CONSEGNA: Riscrivi le righe che vanno da quella con "point_to finds the truck windshield" fino a quella con "pixel 171 265", inclusa, e metti "lamp post" al posto di "street lamp". Il resto deve restare identico.

RECORD:
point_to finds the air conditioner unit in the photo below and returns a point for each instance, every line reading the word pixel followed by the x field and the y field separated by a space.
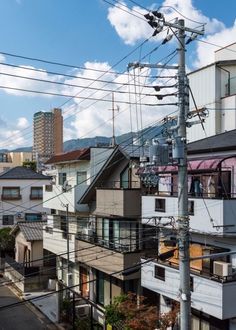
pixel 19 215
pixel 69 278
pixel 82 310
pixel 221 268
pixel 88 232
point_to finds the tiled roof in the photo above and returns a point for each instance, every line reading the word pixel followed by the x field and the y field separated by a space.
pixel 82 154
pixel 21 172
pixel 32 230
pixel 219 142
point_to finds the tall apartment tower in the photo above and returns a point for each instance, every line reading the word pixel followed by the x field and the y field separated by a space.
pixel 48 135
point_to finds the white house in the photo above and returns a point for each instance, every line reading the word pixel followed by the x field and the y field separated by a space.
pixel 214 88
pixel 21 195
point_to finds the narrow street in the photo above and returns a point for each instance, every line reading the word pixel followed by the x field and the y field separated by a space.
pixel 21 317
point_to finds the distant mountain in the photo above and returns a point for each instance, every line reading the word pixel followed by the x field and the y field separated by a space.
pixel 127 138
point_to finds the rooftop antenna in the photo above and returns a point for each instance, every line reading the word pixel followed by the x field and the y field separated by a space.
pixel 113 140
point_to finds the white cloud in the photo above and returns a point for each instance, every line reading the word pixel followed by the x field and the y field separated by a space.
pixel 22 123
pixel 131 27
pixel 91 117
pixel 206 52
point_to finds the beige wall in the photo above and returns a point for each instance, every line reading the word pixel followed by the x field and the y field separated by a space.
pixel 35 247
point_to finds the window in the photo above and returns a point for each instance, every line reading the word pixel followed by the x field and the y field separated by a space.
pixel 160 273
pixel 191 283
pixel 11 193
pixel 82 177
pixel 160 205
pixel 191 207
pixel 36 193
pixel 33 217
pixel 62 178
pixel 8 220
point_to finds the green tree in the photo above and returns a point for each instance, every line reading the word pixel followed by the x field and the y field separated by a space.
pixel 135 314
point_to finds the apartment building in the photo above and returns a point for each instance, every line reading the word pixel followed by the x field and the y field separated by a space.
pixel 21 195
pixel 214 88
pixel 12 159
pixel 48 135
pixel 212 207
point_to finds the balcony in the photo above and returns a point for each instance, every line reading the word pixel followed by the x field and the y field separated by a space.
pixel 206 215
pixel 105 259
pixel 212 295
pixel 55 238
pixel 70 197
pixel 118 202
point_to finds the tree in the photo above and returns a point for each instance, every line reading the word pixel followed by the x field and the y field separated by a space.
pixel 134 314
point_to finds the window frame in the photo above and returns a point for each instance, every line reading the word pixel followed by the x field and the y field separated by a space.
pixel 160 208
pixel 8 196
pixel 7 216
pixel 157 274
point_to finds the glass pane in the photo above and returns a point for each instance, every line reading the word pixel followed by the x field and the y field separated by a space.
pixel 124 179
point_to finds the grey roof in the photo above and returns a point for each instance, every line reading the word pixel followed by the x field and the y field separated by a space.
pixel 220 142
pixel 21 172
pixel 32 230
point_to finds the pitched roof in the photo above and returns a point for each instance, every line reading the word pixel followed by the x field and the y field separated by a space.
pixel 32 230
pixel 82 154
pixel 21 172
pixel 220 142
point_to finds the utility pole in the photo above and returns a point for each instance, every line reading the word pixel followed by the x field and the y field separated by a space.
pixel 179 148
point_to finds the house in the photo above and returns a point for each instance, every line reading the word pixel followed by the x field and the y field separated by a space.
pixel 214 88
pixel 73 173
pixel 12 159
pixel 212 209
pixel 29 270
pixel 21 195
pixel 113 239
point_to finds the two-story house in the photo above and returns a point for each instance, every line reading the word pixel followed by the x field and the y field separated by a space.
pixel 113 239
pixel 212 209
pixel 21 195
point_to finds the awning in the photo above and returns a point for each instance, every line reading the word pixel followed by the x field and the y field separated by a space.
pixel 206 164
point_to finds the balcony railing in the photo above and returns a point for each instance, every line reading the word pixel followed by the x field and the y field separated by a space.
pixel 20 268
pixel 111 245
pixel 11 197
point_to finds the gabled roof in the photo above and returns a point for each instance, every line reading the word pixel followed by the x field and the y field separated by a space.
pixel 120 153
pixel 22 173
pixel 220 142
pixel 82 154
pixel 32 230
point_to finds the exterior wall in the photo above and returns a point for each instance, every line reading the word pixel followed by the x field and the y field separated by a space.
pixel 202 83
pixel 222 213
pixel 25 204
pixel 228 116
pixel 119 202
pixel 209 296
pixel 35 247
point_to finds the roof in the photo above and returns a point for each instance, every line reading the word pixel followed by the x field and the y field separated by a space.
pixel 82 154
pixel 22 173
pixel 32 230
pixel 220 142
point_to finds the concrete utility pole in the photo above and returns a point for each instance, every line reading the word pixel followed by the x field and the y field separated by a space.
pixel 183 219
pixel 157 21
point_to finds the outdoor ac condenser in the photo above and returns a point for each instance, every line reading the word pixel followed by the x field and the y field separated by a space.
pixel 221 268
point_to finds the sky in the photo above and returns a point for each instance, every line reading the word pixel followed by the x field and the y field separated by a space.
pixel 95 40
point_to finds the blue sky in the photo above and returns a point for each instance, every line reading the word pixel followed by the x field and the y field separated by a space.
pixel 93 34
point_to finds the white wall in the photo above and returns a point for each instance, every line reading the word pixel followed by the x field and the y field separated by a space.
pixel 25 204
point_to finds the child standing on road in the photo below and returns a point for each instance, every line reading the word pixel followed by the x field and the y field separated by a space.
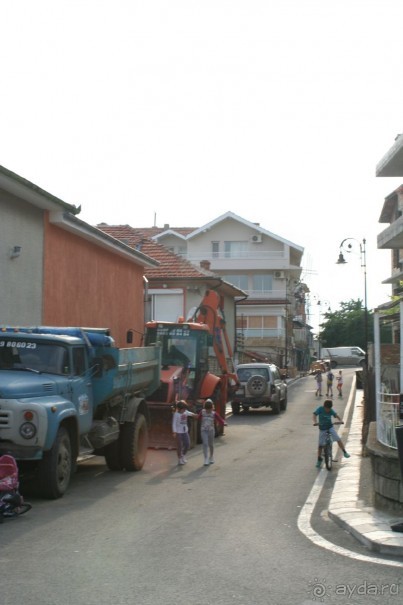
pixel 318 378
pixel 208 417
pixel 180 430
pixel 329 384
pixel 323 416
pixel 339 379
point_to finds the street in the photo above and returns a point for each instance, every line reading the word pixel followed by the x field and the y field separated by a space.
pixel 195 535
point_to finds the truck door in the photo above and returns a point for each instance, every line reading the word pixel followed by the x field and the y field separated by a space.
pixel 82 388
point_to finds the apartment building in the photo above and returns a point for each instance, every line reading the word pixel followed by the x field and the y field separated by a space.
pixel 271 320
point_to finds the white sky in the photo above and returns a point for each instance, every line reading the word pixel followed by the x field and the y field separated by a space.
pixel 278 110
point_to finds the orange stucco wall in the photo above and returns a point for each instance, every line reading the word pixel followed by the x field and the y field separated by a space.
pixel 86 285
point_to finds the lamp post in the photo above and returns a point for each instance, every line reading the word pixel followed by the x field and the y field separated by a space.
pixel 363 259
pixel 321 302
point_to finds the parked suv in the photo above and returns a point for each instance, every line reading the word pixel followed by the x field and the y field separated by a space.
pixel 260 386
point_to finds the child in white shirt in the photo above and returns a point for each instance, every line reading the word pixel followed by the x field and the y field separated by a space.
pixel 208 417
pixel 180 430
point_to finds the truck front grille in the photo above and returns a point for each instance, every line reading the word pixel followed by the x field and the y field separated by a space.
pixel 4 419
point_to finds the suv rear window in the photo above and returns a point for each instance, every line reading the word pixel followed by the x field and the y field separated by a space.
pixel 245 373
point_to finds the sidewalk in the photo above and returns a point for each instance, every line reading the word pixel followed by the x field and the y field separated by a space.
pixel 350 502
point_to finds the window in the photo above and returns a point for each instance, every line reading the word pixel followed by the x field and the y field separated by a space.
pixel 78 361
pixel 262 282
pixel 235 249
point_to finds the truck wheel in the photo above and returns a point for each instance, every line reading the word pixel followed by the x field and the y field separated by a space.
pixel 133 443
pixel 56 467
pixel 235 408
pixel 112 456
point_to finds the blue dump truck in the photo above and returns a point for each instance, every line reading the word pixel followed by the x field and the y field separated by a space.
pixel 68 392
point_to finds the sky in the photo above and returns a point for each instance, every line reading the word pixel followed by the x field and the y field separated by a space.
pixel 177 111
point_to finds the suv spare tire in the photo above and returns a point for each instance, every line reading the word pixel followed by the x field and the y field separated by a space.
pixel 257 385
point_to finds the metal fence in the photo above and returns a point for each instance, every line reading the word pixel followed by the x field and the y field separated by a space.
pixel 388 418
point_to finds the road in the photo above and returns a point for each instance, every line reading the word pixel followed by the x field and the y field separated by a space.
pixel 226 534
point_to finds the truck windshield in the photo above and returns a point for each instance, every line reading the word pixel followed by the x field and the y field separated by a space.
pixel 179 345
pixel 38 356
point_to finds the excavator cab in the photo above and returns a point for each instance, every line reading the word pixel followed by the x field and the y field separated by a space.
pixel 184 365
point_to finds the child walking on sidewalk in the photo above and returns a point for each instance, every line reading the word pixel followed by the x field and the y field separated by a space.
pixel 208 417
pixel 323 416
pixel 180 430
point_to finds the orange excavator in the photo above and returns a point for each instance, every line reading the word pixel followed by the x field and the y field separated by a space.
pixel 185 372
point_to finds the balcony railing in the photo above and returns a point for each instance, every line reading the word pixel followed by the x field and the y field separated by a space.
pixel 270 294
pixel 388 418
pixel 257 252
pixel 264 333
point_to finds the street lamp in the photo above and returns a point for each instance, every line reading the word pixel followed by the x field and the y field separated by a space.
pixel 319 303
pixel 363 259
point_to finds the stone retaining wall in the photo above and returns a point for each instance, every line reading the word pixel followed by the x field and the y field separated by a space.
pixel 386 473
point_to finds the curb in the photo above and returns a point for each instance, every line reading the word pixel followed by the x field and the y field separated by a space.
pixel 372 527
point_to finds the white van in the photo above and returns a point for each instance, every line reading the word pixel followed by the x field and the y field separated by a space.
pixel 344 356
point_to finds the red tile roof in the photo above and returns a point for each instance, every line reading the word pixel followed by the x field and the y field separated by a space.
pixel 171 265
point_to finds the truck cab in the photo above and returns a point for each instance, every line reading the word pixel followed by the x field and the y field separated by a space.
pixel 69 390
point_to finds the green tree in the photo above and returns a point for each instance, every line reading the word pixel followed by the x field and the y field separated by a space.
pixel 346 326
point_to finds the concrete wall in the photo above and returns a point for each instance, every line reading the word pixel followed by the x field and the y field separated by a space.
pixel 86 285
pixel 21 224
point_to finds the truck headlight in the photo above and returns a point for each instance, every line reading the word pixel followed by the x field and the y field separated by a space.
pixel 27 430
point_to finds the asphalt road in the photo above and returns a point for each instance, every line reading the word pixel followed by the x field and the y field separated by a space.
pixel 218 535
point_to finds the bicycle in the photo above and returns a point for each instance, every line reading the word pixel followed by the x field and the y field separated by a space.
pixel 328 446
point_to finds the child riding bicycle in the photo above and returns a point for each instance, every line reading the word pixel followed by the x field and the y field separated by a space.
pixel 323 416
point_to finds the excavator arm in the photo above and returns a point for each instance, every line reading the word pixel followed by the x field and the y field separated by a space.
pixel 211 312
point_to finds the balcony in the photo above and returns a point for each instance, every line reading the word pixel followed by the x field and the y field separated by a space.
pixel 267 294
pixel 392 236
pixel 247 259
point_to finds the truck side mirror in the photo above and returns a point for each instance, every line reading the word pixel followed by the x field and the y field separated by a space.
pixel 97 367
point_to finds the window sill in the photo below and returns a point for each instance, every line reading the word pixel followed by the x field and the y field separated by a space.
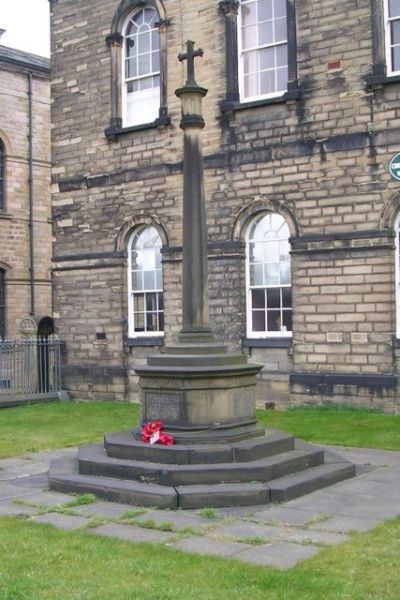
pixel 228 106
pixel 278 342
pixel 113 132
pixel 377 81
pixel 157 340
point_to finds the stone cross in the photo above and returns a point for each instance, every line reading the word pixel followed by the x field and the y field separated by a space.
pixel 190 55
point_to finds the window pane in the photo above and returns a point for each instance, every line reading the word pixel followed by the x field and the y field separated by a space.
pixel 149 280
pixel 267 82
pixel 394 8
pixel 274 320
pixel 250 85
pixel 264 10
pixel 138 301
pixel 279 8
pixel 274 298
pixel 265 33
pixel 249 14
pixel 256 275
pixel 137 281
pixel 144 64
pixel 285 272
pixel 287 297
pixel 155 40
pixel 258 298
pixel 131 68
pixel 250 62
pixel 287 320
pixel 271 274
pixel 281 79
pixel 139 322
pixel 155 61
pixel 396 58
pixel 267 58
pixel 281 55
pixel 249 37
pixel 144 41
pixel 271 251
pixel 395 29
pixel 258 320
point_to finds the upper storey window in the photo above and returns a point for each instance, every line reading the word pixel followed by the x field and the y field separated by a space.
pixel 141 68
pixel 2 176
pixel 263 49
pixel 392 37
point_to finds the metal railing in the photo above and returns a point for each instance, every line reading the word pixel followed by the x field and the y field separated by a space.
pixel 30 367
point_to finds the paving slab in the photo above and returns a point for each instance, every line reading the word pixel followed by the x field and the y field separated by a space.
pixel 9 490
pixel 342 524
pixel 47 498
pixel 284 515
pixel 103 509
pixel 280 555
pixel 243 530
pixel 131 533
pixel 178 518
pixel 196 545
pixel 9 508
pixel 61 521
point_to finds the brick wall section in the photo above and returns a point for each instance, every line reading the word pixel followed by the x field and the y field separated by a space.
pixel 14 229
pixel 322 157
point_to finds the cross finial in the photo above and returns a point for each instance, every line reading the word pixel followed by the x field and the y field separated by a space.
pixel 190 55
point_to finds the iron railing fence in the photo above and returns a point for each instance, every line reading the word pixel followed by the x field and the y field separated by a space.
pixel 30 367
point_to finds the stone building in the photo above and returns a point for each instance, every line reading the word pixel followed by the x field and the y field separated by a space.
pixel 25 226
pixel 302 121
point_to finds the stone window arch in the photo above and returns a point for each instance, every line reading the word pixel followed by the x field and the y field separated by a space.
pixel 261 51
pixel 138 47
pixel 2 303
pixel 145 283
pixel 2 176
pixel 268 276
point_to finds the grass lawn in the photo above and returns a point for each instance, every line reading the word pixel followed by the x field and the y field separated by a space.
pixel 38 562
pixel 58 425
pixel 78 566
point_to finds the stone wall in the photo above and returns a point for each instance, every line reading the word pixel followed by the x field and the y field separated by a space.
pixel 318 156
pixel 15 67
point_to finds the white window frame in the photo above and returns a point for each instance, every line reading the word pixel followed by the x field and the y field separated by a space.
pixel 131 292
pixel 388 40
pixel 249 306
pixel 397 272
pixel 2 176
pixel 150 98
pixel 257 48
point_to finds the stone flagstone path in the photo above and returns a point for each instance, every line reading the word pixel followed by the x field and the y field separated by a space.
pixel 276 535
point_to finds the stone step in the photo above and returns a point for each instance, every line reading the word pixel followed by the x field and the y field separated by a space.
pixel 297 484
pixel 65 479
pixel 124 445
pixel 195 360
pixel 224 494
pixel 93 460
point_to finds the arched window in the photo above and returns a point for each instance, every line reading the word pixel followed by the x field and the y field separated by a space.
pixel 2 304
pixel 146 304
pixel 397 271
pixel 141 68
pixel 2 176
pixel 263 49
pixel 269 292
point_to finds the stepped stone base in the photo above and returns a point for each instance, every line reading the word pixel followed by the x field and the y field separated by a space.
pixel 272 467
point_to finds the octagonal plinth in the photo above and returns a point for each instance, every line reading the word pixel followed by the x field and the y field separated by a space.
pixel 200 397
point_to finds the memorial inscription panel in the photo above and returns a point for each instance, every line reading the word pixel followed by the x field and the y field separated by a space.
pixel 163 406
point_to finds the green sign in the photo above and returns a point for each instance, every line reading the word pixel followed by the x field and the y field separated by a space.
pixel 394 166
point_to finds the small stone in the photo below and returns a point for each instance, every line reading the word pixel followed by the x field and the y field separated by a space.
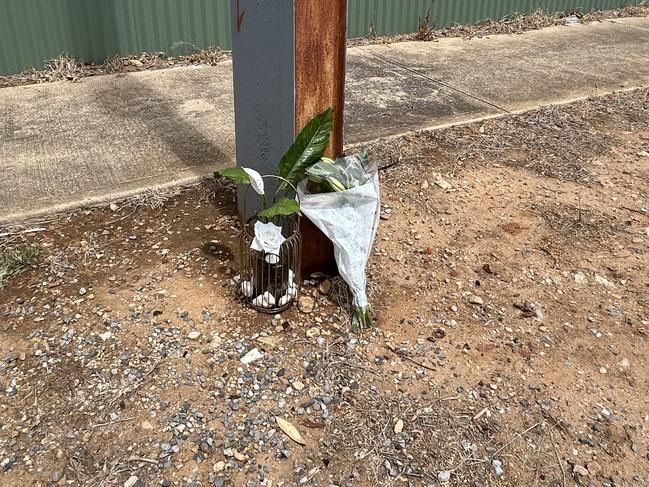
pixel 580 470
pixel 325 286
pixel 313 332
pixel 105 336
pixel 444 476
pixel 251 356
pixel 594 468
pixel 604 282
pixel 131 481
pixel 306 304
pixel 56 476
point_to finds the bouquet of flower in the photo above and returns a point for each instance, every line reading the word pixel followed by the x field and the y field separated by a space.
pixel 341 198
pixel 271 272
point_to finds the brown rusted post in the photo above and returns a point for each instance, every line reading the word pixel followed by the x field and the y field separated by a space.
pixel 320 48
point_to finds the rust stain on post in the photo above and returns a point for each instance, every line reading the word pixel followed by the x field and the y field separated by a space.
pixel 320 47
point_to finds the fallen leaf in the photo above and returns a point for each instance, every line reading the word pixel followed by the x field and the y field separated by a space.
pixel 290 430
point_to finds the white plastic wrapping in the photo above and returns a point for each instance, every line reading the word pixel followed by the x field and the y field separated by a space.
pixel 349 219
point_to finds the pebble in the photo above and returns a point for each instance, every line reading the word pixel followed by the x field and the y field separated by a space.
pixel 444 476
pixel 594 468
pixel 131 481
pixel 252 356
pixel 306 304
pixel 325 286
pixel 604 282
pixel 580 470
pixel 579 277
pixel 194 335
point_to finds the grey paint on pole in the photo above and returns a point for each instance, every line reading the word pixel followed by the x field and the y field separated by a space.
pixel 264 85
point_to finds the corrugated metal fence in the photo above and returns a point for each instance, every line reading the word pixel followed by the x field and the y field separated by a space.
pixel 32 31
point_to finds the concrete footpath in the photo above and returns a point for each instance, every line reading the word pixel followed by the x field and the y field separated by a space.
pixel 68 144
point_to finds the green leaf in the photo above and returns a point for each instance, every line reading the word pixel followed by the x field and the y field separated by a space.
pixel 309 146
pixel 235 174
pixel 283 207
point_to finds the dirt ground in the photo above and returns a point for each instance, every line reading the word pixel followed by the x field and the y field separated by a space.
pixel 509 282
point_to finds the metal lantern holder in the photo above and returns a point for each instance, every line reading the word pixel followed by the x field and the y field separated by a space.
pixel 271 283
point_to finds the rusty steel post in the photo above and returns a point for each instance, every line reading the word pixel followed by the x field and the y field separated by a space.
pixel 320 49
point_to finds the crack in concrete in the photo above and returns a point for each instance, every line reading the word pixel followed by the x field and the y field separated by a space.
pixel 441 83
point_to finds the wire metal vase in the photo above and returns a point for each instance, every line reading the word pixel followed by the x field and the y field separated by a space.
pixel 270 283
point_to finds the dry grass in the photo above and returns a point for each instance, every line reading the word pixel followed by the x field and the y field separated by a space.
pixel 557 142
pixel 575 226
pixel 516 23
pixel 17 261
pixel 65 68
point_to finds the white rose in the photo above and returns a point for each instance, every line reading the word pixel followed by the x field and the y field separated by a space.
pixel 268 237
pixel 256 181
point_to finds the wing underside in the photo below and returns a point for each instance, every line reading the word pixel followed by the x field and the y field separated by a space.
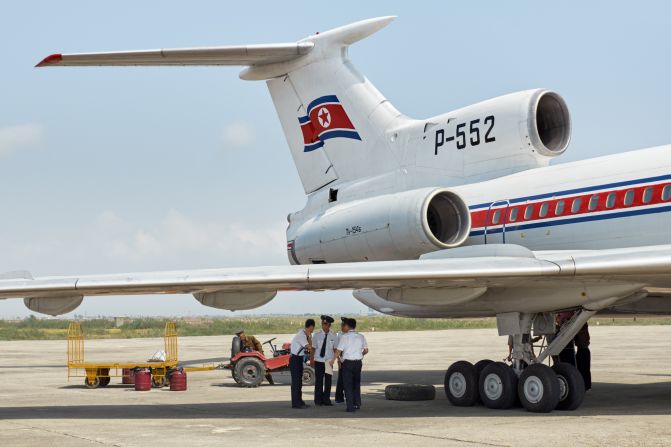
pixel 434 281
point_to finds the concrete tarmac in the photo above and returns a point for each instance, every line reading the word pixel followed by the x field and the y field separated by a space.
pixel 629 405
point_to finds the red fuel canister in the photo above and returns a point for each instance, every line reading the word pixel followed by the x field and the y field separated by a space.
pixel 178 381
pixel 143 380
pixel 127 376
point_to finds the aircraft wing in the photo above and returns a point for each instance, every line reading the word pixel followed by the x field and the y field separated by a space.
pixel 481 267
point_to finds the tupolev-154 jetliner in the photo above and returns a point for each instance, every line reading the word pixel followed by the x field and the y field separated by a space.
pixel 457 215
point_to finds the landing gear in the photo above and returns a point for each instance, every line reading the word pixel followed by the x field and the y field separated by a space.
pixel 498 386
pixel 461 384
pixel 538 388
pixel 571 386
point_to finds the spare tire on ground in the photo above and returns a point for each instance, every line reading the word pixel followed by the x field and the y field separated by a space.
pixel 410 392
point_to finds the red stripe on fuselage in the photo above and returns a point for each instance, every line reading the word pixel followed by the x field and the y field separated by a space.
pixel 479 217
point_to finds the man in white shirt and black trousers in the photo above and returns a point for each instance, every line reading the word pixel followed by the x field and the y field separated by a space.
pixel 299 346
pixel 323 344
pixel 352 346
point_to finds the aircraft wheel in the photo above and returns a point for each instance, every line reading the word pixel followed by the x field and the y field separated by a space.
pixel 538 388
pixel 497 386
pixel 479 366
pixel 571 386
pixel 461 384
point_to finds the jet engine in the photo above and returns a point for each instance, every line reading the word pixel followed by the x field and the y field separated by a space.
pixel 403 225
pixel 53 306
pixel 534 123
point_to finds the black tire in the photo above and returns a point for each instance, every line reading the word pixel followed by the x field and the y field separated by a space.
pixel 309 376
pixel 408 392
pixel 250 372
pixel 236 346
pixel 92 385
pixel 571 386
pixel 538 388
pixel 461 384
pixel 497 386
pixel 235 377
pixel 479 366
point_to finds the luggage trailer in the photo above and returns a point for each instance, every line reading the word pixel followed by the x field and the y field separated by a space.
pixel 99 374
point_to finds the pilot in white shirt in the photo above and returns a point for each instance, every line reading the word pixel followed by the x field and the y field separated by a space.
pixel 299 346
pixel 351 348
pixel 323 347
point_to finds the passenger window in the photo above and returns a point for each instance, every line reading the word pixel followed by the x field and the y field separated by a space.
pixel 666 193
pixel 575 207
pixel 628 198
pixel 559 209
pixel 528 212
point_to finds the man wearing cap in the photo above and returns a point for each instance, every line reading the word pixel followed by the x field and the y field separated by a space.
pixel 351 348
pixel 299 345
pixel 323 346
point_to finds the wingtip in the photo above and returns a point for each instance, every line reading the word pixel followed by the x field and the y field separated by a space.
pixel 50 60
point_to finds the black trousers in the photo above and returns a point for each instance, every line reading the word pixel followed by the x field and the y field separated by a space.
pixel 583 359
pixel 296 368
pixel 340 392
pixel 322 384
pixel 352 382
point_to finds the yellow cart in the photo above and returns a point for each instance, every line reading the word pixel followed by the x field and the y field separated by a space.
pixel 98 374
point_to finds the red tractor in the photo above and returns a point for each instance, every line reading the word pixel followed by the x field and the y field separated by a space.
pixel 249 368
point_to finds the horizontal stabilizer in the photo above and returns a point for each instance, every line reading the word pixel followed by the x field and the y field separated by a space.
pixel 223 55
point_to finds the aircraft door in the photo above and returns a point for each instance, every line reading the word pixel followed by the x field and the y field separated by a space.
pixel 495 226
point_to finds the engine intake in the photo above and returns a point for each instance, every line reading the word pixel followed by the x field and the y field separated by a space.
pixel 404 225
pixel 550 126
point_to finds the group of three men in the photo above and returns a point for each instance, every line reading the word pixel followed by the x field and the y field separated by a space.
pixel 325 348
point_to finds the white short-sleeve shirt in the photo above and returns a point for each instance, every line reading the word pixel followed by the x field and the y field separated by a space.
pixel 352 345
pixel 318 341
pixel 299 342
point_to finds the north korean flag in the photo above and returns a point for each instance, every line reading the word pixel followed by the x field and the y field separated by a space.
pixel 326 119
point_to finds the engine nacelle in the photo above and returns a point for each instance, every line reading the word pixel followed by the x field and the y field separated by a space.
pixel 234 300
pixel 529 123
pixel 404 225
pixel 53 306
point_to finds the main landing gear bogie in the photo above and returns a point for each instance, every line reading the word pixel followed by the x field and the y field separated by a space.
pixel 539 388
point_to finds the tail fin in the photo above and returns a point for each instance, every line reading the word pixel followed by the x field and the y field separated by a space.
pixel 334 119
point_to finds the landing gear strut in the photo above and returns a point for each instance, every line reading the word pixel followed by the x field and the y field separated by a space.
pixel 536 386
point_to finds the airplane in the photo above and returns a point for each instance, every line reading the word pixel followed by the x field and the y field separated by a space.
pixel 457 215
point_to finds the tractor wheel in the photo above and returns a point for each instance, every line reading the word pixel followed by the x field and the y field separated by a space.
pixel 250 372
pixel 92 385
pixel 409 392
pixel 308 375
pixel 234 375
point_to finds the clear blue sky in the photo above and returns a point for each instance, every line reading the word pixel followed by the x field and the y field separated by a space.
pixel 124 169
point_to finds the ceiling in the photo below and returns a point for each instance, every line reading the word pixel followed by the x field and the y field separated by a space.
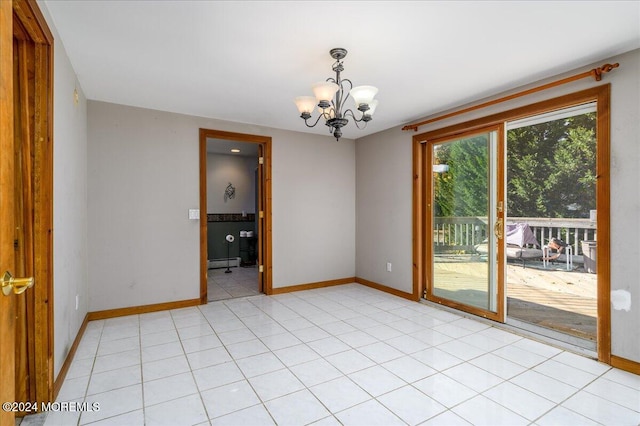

RISPOSTA:
point_to finds the truck windshield in the photo above and returns a point for each instance, every line reading the word pixel followed by the x field and the y field separated by a space.
pixel 179 345
pixel 38 356
point_to finds the excavator cab in the photo above and returns a point for each instance, every line reading the word pixel followed by the x field and the y field separated by a space.
pixel 184 365
point_to finds the child walking on sidewalk in the photo above and returns a point for each instance, every line reading the word pixel followed by the x field and the y field separated by a space.
pixel 208 417
pixel 323 416
pixel 180 430
point_to finds the orange excavator in the photo above and returns a point for each instance, every line reading the word pixel followed by the x field and the y field separated by a space.
pixel 185 372
point_to finds the balcony railing in the photo above and returns a point for each instance, every line reading the word pixel followed by the x field and the y field separated by a space.
pixel 270 294
pixel 388 418
pixel 257 252
pixel 264 333
point_to finds the lamp post in the photo above and returns a point for each instance, every line reading the word pixel followed by the x field and the y field separated by a space.
pixel 319 303
pixel 363 259
point_to finds the stone retaining wall in the photo above and returns a point for each instance, every line reading the word pixel followed by the x field and the y field separated by a space.
pixel 386 473
point_to finds the curb in the photo above and returns a point for each instance, every line reading the word pixel followed by the x field and the y field separated by a space.
pixel 372 527
point_to finds the white van in the photo above and returns a point for each instance, every line reading the word pixel followed by the x field and the y field separated by a space.
pixel 344 356
point_to finds the red tile roof in the photo above and returns a point for each instance, every line reading the word pixel followed by the x field and the y field separated by a space.
pixel 171 265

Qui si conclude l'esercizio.